SELECTED PASSAGE:
┏━━

Did you ever have the experience of coming to a place for the first time, and feeling like you belonged there? Like that great line in the song Rocky Mountain High: “He was born in the summer of his twenty-seventh year, coming home to a place he’d never been before.” That experience happened to a very unlikely person—a tall, lanky Scotsman in 1889. A life-long frail invalid, he was taking a long ocean voyage for his health. After weeks spent crossing the South Pacific, he came one day upon the tiny South Pacific island of Samoa. Robert Louis Stevenson took one look and knew he had come home.
Stevenson wrote that when he dropped anchor in Apia harbor, his heart took anchor too. He instantly loved everything about Samoa—the hot sun, the rainbow fish of the coral reefs, the tropical fruit, the palm trees, the orchids. He made many friends among the Samoans and was fiercely involved in their politics.
Until he got to Samoa, he had been ill all his life. He suffered from a strange ailment that was thought to be consumption, but no one really knows what it was. Racked by coughing and spitting blood, desperate for a cure, he had tried the seaside, the moors, the mountains. He lived in a cabin in the Adirondacks in upstate New York—in the winter! When that surprisingly failed to mend his health, he tried a villa in Italy, a cottage in France, but nothing worked, no place could cure him–until he took to the sea. Once on board ship, his ailment vanished as if by magic. Was it the fresh sea air, the lack of smog and pollution that eased his fragile lungs, or was it just that he thrived on the freedom of escaping out to sea? No one knows.

┗━━

DIRECTION 1:
In the passage about Robert Louis Stevenson, in which harbor did he drop anchor on reaching Samoa?

MATERIAL PROVIDED:

┏━━

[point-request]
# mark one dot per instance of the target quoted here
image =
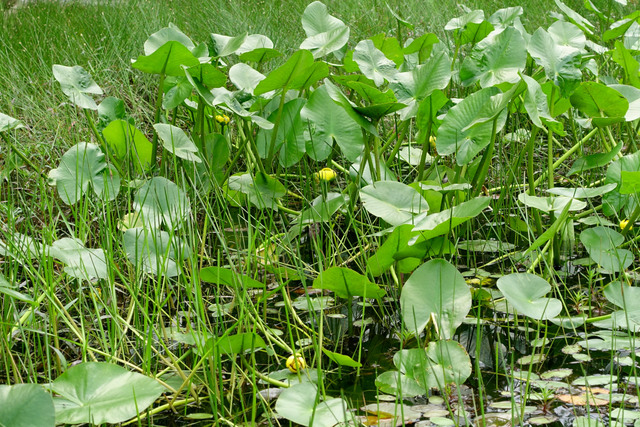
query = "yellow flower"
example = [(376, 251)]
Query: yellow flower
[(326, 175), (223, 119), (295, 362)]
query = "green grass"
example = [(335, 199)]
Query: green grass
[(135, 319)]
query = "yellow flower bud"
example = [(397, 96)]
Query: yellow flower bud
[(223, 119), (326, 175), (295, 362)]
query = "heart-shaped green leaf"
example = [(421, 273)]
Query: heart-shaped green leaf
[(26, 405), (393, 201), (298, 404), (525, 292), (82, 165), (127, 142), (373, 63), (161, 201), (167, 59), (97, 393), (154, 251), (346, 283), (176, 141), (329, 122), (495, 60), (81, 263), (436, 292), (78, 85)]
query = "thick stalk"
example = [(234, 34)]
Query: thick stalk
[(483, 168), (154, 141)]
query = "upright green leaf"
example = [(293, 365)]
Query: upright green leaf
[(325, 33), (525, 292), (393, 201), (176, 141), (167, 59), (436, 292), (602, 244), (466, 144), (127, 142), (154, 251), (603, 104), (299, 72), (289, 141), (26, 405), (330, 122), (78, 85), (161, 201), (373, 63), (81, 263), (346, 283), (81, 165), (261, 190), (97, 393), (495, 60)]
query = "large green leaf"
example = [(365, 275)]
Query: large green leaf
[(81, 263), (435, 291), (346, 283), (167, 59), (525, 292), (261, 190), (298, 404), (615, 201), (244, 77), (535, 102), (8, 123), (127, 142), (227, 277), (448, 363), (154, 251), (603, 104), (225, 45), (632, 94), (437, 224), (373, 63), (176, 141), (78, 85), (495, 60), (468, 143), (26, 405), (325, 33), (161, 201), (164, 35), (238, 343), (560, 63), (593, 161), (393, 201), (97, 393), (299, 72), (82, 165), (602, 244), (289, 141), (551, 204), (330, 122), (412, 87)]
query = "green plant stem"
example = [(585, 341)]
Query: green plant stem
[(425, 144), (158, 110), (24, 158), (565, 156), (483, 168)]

┗━━
┏━━

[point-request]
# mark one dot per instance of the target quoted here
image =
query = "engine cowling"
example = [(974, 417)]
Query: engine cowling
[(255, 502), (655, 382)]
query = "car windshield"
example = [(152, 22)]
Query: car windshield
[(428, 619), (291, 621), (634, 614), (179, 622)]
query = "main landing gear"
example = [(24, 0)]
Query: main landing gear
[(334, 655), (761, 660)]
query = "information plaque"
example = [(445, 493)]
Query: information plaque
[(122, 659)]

┗━━

DIRECTION 2:
Show every line of the listing that contains the string "information".

WORKED SOLUTION 1:
Apia harbor.

WORKED SOLUTION 2:
query = "information plaque"
Query: information plaque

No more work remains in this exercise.